- THE PROBLEM:
Make an exact copy of the lines from the one holding "Name the bounding box enclosing the wooden leg." through the last line of the material, and output nothing else.

- DATA FOR PROCESSING:
⟨
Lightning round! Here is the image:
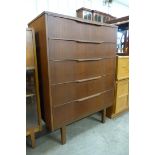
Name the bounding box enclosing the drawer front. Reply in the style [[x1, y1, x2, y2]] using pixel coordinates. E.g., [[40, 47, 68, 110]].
[[115, 95, 129, 113], [47, 16, 117, 42], [49, 40, 116, 60], [117, 57, 129, 80], [53, 90, 114, 129], [51, 75, 114, 106], [49, 58, 115, 84], [116, 79, 129, 96]]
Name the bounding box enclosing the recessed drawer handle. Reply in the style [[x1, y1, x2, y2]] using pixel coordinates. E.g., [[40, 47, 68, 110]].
[[74, 58, 102, 62], [75, 40, 104, 44], [52, 58, 103, 62], [76, 93, 102, 102], [76, 76, 102, 83], [49, 37, 105, 44]]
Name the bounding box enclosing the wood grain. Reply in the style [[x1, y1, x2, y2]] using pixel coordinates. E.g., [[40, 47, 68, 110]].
[[26, 28, 42, 147], [29, 15, 53, 131]]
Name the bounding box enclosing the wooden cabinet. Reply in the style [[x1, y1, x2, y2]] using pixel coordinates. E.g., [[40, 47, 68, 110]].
[[76, 8, 93, 21], [26, 28, 42, 148], [107, 56, 129, 118], [76, 7, 116, 23], [28, 11, 117, 144], [107, 16, 129, 55]]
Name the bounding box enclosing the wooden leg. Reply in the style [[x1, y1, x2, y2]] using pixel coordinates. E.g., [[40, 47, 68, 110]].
[[101, 109, 106, 123], [60, 126, 66, 144], [30, 130, 35, 148]]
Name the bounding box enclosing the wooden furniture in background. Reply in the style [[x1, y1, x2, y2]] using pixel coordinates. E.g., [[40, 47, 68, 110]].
[[76, 7, 93, 21], [26, 28, 42, 148], [107, 56, 129, 118], [76, 7, 116, 23], [107, 16, 129, 55], [28, 11, 117, 144]]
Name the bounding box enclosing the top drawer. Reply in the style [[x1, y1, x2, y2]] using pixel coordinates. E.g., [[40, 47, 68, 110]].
[[116, 56, 129, 80], [47, 15, 117, 42], [49, 40, 116, 60]]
⟩
- SOLUTION:
Name the bounding box enclosing the wooden leg. Reply in the style [[x1, y1, x2, y2]] using pixel coordinates. E.g., [[40, 47, 68, 110]].
[[101, 109, 106, 123], [60, 126, 66, 144], [30, 130, 35, 148]]
Name the bounding box enclosing the wooden furniture in background. Reply in the style [[x1, y1, x2, y2]] using pixel coordinates. E.g., [[40, 47, 68, 110]].
[[76, 7, 93, 21], [26, 28, 42, 148], [107, 56, 129, 118], [76, 7, 116, 23], [107, 16, 129, 55], [28, 11, 117, 144]]
Name the bounding box enclosing the top drawer. Reply in the style [[x1, y1, x2, y2]] using pixel coordinates. E.g., [[40, 47, 68, 110]].
[[116, 56, 129, 80], [47, 15, 117, 42], [49, 40, 116, 60]]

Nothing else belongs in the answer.